> [WHAT IS REQUIRED]:
When a line in the entries below contains "target", tally it; give the tally with nothing added.

> [DATASET]:
>>>

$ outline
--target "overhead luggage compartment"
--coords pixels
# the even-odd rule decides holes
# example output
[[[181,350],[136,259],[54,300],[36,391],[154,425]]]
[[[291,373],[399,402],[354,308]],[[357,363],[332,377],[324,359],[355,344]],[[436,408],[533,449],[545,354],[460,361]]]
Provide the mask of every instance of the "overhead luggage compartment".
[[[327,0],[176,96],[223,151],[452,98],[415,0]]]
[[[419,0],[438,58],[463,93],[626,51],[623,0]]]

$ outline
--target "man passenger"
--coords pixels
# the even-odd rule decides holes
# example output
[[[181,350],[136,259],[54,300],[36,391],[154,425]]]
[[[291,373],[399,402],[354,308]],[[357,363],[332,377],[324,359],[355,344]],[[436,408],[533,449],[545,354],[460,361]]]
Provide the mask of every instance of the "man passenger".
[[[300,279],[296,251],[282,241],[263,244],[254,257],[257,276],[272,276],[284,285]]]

<<<

> [OUTPUT FOR THIS EXERCISE]:
2